## SUPPLIED TEXT:
· · · · · · ·

This is not for me (thankfully), however today at a friend's game shop he ran into this with a customer. I helped out a bit but I was wondering what precautions would be smart to take and what is best to be done. Keep in mind this is limited to my experience in the United States. In short: This guy had his house broken into last night and someone stole his PS4 and his roommate's PS4. The roommate had their box with serial number on hand, he did not. He bought his PS4 2 years ago from my friend's shop so my friend went out of his way to go back through his invoices, find this guy's invoice, and catalog the information leading to which PS4 it might be (this guy couldn't properly verify his info but my friend only sold a handful of PS4s during that time period). My friend actually pulled me in at that point while I was browsing his selection, as I had been overhearing a bit I was actually on my phone pulling up a thread on Reddit I remembered I saw and texted this guy the link as well as told him how he could have Sony help him: https://www.reddit.com/r/PS4/comments/2bcgf6/any_way_to_track_a_stolen_ps4/ The guy had already preemptively filed a police report, tried to get his serial number from Sony's support (with no help), and was at my friend's shop trying to get it. He was also keeping an eye on Craigslist up to a 300 mile radius and had also called all the local game shops in the area. The disheartening thing was he told me the store I used to work at was actually the only one not willing to help him and was also quite rude! When he called and asked if he could give them the serial number to keep track of his roommate's PS4 they immediately cut him off and said they couldn't do anything about it unless the police came there. Now in addition to people sharing tips and tricks I do have a question to pose to you all regarding that last comment I made: Is that a normal thing for a game shop to do? It's quite surprising especially when I saw my friend going through such lengths to pull up old invoices, and I'm honestly wondering if there's some type of legal boundary they can't cross or if they were refusing to help for monetary reasons. Although I think this would be good to spin it back on the community: If you have gotten your consoles stolen, and have successfully gotten them back, maybe contribute the following? Country: What steps were done to recover stolen property: How long it took: Any other helpful tips:
Look at pawn shops, not just game stores. Also see if his profile comes online on your PS4 if you can.

· · · · · · ·

## DATA EXTRACT:
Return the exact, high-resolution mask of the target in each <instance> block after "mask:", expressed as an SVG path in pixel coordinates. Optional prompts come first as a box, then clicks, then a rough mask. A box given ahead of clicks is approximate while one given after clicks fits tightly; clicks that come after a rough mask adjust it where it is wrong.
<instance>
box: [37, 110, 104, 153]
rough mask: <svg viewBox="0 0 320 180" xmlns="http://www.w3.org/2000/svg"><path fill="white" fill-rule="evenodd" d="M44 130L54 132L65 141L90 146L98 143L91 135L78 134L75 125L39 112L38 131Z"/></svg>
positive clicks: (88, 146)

· · · · · · ·

## WHAT THE TASK ASKS:
Carry the stolen-PS4 forum thread above further, starting right after its final reply.

## RESPONSE:
I'm sure he's trying that as well, and the post I linked from Reddit details that pretty well. Sony can monitor accounts from an IP level.
Seeing this post remembered me when people broke into our house back in the late 90's and took my SNES that my godfather had gifted me. Cops came looked for figerprints and everything but at the end we got nothing, nowadays you can find stolen stuff quickly I wish I could get that SNES back
All the gameshop care about is ID and how much they'll make. It's very hard to prove that the console is yours. For all they're aware of you could've grabbed the box from someone's rubbish, claiming it was stolen. Guessing where you're from it's a common response to be told "police need to be here". Businesses owe you nothing, even if your friend worked there for 20+ years. My friends house was broken into and I was constantly checking online on Gumtree (aussie craigslist), nothing was popping up. It's just near impossible to prove an item is yours. Tracking down by serial number won't really help either. They targeted his house as it's obvious when he buys things. They knew what he had and took it all. Not only that but I told him to he should fix his security door and the lock on his entry door. All the thieves did was kick in his door. Claim on insurance, get them replaced it's what he ended up doing.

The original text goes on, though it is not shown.